What to produce
Reproduce the records below exactly as given.

Given entries

## begin

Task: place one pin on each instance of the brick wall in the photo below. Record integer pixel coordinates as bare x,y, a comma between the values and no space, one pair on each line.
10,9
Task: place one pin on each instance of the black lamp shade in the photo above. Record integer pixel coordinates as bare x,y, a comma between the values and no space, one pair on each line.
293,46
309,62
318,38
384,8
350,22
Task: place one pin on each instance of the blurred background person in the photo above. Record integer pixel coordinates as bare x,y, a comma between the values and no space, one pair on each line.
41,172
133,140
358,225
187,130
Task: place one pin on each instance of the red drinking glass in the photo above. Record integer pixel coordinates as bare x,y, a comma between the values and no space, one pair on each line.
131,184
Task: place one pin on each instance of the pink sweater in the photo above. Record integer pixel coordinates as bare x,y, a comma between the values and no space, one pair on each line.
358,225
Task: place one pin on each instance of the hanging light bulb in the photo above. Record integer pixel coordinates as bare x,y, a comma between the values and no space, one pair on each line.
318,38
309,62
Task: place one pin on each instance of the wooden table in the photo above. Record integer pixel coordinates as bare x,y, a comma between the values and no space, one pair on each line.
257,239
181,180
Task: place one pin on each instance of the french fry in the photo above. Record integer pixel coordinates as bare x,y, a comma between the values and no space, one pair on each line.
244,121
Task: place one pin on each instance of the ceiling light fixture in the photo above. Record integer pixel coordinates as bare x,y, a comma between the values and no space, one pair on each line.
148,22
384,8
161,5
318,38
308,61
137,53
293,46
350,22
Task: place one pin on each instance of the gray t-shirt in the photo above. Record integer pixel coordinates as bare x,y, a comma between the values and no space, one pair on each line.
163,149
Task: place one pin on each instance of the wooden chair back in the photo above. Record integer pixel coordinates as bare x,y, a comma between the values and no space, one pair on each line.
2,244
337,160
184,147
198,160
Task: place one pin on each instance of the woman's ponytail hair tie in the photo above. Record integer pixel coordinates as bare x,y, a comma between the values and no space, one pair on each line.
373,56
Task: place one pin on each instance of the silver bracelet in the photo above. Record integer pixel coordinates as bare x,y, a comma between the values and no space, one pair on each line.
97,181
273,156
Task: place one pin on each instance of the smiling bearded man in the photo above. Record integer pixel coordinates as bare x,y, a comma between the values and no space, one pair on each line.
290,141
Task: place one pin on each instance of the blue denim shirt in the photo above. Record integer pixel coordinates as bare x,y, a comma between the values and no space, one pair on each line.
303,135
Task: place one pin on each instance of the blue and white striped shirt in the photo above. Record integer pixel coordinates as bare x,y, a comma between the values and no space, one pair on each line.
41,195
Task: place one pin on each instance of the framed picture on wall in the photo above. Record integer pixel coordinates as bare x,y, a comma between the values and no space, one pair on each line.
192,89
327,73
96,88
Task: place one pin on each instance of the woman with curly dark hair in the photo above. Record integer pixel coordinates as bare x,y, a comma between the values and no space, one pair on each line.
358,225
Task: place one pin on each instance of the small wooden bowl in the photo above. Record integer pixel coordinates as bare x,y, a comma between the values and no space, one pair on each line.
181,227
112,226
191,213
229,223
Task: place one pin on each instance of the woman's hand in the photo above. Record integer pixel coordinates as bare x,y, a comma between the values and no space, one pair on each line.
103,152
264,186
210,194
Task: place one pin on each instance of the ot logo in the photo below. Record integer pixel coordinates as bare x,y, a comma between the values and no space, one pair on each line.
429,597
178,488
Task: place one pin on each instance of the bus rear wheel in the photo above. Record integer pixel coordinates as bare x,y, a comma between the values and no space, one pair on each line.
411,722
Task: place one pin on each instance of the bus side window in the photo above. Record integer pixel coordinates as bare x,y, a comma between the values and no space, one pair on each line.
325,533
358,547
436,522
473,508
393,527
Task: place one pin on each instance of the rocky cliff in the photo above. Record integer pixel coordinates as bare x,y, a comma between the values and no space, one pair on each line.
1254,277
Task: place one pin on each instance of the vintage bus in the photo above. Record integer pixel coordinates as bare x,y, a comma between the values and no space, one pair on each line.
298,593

## end

Problem solution
Task: place one pin on each instance of the brick wall in the photo below. Record integer pixel coordinates as bare x,y, a comma between the values and no space, one pair on each line.
10,9
Task: place one pin on each instance of the black lamp shade in the photo above. Record integer pixel coordinates as bare x,y, a comma between the values and no space, one pair on each line.
293,46
309,62
318,38
384,8
350,22
Task: place one pin on each instance of the blurred background person in the photo above. Record integer pixel coordinates as bare x,y, a comma between the values and no space, one pair on each line.
41,172
133,140
358,225
187,130
Task: place one pin on each instance of the red drinking glass in the photo above. Record integer pixel coordinates as bare x,y, a comma between the values and no space, one pair on each line.
131,184
Task: place one pin on each instance of the pink sweater in the photo above. Record integer pixel coordinates as bare x,y, a comma between the values and no space, one pair on each line.
358,225
Task: place one pin on each instance of the hanging light bulb in the photo above. Record integer pixel coordinates as bare x,y, a comma between the values and no space, one pair on each line.
318,38
309,62
Task: place one pin on each instance of the wooden table in the photo above. Record integer pixel coordinates as bare x,y, a comma between the values and no space, one pair on each line.
257,239
181,180
Task: place one pin on each instance of the french fry in the photo above. Record integer pixel coordinates as bare x,y, a comma between the values and no space, one pair on each line.
244,121
Task: place one pin on each instance of the ceiling light fixture in the photo above. Record integer pixel coordinates as bare x,y, a comma between the values and no space, one pair on each line.
148,22
384,8
161,5
318,38
308,61
137,53
293,46
350,22
Task: place one pin on each instance of the gray t-shirt in the photo above. Record integer pixel coordinates as bare x,y, a comma between the values and no space, one pair on each line.
163,149
Task: place one pin on each instance of the wooden chair back in the photo above. Record integer pixel coordinates as bare x,y, a comma between the values and no space, one pair on each line.
2,244
337,160
184,147
198,160
Task: place one pin on each instance of the woman's ponytail hair tie in the photo above. Record integer pixel coordinates as bare x,y, a comma between the values and no space, one pair on each line.
373,56
Task: place one pin on each instance of the silver bracelet in the photo above. Record integer pixel coordinates as bare x,y, a comma between the values and no space, one pair on each line.
97,181
273,156
Task: place one pin on each instance of the smiling bearded man in the photo above. Record integer pixel coordinates as bare x,y, a comma between the values and no space, one pair on each line.
290,141
Task: place one pin on each instance of the blue denim shirt in the photo above. Record integer pixel coordinates as bare x,y, a comma between the values and no space, one pair on each line.
303,135
Task: place one pin on each instance of the blue and white striped shirt in the photo above. Record integer pixel coordinates as bare x,y, a comma between the values and no space, one pair on each line.
41,195
Task: place one pin on each instance of the framed picture on wall in the photo above. Record integer pixel coordinates as bare x,y, a comma between the values and no space, one pair on each line.
192,89
327,73
96,88
Task: place one pin on each instance of the woman with curly dark hair in the photo above. Record integer pixel coordinates as bare x,y, a comma between the values and no space, one pair on each line.
358,225
Task: place one pin on each instance of the small wooden bowl in the photo above. Record integer pixel coordinates as bare x,y, a comma between the values and no space, one pair on each line.
181,227
112,226
191,213
229,223
Task: place one pin on each instance of the woman's hand in the photo above. Record integer pixel coordinates as bare x,y, a comma between the values and no space, one pair on each line.
103,152
264,186
210,194
Task: place one pin on each instance of the ot logo in the photo below. Record integer pixel coordinates as bare x,y, a comma between the values and no space, one pair on each line.
429,597
178,488
Task: place one pin on each instance of the bus rear wheel in the photo above. Record integer pixel coordinates as bare x,y, a comma between the values and no space, one pair on each line.
411,722
Task: place one pin on each instance of the bus side window in the photo above. Record integer pixel coordinates as bare x,y, a comma between the values and no space, one pair on each line.
325,533
358,547
436,522
473,508
393,527
Task: place one pin on each instance of the rocky cliff in the photo above. Record integer pixel coordinates as bare x,y, a comma between the values and no space, one pair on each line.
1254,277
Task: place one pin on each instance of the vintage bus in the photo above. Record integer pixel coordinates as bare x,y, a comma between the values and no space, one pair on each line.
298,593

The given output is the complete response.